The request: Arrange the records below as a two-column CSV with the header record_text,answer and one row per record, putting each record's wording in the first field and its answer in the second. Enclose every field in quotation marks, replace line breaks with spaces, and leave out the pictures.

Provided data:
— START —

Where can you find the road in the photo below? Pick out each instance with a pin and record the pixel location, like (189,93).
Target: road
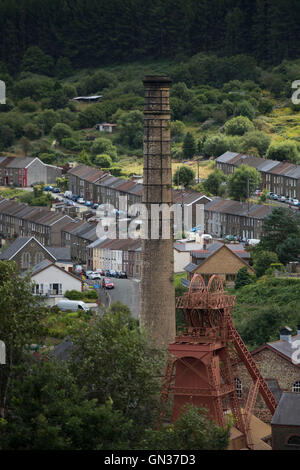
(126,291)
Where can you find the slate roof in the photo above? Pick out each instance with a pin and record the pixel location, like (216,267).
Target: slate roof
(286,412)
(14,248)
(285,347)
(226,206)
(60,253)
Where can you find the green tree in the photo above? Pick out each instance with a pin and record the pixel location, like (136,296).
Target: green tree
(238,126)
(25,145)
(62,183)
(183,176)
(284,151)
(49,411)
(84,158)
(46,120)
(103,161)
(177,131)
(101,145)
(255,139)
(243,182)
(243,278)
(262,261)
(289,250)
(189,146)
(213,184)
(277,227)
(131,128)
(63,67)
(61,131)
(193,430)
(36,61)
(7,136)
(115,358)
(20,322)
(244,108)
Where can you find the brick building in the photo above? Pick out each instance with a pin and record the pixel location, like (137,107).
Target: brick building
(119,255)
(226,217)
(218,258)
(21,220)
(23,172)
(28,251)
(282,178)
(275,362)
(286,423)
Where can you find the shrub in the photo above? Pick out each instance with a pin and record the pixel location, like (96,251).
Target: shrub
(238,126)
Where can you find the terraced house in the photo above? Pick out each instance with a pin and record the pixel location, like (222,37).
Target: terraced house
(21,220)
(225,217)
(77,235)
(119,255)
(23,172)
(282,178)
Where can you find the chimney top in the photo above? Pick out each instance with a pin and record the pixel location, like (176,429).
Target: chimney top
(286,334)
(158,80)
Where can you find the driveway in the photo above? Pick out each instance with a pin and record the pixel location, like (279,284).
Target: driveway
(126,291)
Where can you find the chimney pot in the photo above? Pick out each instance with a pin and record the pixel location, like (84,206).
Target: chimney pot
(286,334)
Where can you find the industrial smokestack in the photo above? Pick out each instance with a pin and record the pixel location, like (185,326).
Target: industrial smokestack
(157,286)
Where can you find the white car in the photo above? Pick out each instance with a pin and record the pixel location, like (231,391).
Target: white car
(94,276)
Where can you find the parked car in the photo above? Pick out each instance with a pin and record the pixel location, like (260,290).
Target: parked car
(113,273)
(121,275)
(107,283)
(72,305)
(100,271)
(94,276)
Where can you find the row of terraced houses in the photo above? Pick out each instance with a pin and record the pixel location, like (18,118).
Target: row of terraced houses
(51,228)
(282,178)
(222,217)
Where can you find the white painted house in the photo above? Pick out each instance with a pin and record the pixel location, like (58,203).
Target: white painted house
(53,281)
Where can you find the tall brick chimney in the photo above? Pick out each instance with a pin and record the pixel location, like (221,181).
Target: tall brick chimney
(157,286)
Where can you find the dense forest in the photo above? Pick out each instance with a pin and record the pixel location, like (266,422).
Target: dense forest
(97,32)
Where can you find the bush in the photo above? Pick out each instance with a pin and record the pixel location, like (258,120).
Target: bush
(74,295)
(27,105)
(103,161)
(283,151)
(61,131)
(238,126)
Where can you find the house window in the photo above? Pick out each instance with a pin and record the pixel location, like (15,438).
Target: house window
(296,387)
(39,257)
(238,387)
(26,258)
(294,441)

— END —

Result of this task:
record_text,answer
"Where can you find the road in the photo below? Pick out each instance with a pin and record the pixel location, like (189,93). Target: road","(126,291)"
"Where can you find the slate roof in the photo above? Pick out each instance with a pin and record the pixel location, like (216,267). Target: slate roof","(286,412) (14,248) (285,347) (226,206) (60,253)"
"Where can you find the green tree in the photo above? Pick out each instance with a pin and record the pixel location, like (136,296). Target: green tree","(238,126) (25,145) (62,183) (183,176) (284,151) (49,411) (84,158) (46,120) (103,161) (177,131) (101,145) (255,139) (243,182) (243,278) (262,261) (289,250) (189,146) (213,184) (277,227) (131,128) (63,67) (61,131) (193,430) (36,61) (7,136) (115,358) (20,322) (244,108)"
"Where can you find the brick building in the photo above? Pick out each instance with a pin and record the pixel location, like (137,107). Target: brick building","(119,255) (226,217) (218,258) (21,220) (23,172) (28,251) (282,178) (275,362) (286,423)"
"Where can you find the shrub in the photo above? Pick out each instance with a pin and record the pixel location, like (96,251). Target: shrub","(238,126)"
"Where can you find the terraced house in the photo above? Pick out each instance with a pin and record the pixel location, like (222,37). Target: terraced house","(21,220) (225,217) (77,235) (119,255) (23,172) (282,178)"
"Where can you find the chimney top in the photo above? Pick out each instance with a pin and record the pixel location, like (176,429). Target: chimney top","(286,334) (158,80)"
"Where can you find the driveway in the photo above? Pick out each instance with a pin and record the pixel location, like (279,284). Target: driveway","(126,291)"
"Where can you find the chimney pot in the photo above? Pick out each instance with a pin and record the pixel location, like (84,206). Target: chimney pot","(286,334)"
"Where can you find the industrial smokestack in the photo above? Pick out each instance with a pin and record the pixel location, like (185,326). Target: industrial smokestack","(157,286)"
"Where can you find the white car in the photo above? Pick out each instance with a pin and record the pixel location, like (231,391). Target: white car","(94,276)"
"Where can you find the parked car in the photo above? Pick out each instance with a pin and record the pixel location, like (260,290). Target: parked car","(113,273) (121,275) (107,283) (72,305) (100,271) (94,276)"
"Where can you find the row of terraced houses in the photo above? Pick out each instance with a pin and record the pixel location, like (18,118). Target: row of terraced houses","(51,228) (282,178) (222,217)"
"Where can you find the white painted house in the photo above? Pick out each instance with a pin and record the pixel location, like (58,203). Target: white painted house","(53,281)"
"Where can you find the tall brick chimney in the photo above? Pick out each instance with a pin and record the pixel location, like (221,181). Target: tall brick chimney","(157,286)"
"Where can you find the dense forest in the photo above? Pick out each instance with a pin and record the pixel location, like (266,422). Target: dense forest","(97,32)"
"Where can you find the bush in the photo above? Pick out each instance with a pin and record the pixel location, like (258,120). Target: bush","(74,295) (27,105) (103,161) (283,151) (61,131) (238,126)"
"Where can you find the house window in the photo above? Pick out each instance with a pin and record the pixel location, like (15,438). Target: house window","(296,387) (39,257) (238,387) (26,258) (294,441)"